--- ACTIVITY ---
Reproduce the book club recap below word for word, from its headline through the final sentence.

2020 Begins with New Book Club Discussions!
The Comic-Con Graphic Novel Book Clubs jumped into the New Year with another round of lively discussions in January!
The Balboa Park Book Club read Spider-Man: Life Story by Chip Zdarsky and Mark Bagley. The book retells the story of Peter Parker AKA Spider-Man through the years, from the character’s creation in 1962 until now, with each of the six issues focusing on key events in one decade. Members liked that it was a complete story with real life consequences and that Peter was finally allowed to age. They enjoyed the progression from decade to decade and felt the ending was great, allowing Spidey to be a hero one last time. Some members felt the one book/one decade format was too limiting and wanted two issues per decade. The strongest writing was in the moral dilemmas Spidey faced in each book, with one person commenting that “with great power comes great guilt” as the defining theme of the series, and for Spider-Man to win, Peter Parker has to lose. Members also felt that the covers, designed and illustrated by writer Chip Zdarsky, were particularly strong.

--- Items from a dataset ---
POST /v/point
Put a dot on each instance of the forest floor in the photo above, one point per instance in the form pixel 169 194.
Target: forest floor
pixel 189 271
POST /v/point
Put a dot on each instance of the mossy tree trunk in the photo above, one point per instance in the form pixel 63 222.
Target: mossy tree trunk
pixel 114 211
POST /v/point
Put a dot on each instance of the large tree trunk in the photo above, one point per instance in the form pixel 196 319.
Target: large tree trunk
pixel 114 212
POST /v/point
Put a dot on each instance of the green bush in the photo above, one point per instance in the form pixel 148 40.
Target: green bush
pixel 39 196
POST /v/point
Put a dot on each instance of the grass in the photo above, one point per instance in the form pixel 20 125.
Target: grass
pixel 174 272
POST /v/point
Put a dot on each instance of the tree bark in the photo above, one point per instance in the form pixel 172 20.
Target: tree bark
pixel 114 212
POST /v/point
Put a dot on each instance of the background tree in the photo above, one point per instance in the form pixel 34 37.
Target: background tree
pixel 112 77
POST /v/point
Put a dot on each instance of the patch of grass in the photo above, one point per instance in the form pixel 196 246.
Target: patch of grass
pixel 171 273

--- EXERCISE RESPONSE ---
2020 Begins with New Book Club Discussions!
The Comic-Con Graphic Novel Book Clubs jumped into the New Year with another round of lively discussions in January!
The Balboa Park Book Club read Spider-Man: Life Story by Chip Zdarsky and Mark Bagley. The book retells the story of Peter Parker AKA Spider-Man through the years, from the character’s creation in 1962 until now, with each of the six issues focusing on key events in one decade. Members liked that it was a complete story with real life consequences and that Peter was finally allowed to age. They enjoyed the progression from decade to decade and felt the ending was great, allowing Spidey to be a hero one last time. Some members felt the one book/one decade format was too limiting and wanted two issues per decade. The strongest writing was in the moral dilemmas Spidey faced in each book, with one person commenting that “with great power comes great guilt” as the defining theme of the series, and for Spider-Man to win, Peter Parker has to lose. Members also felt that the covers, designed and illustrated by writer Chip Zdarsky, were particularly strong.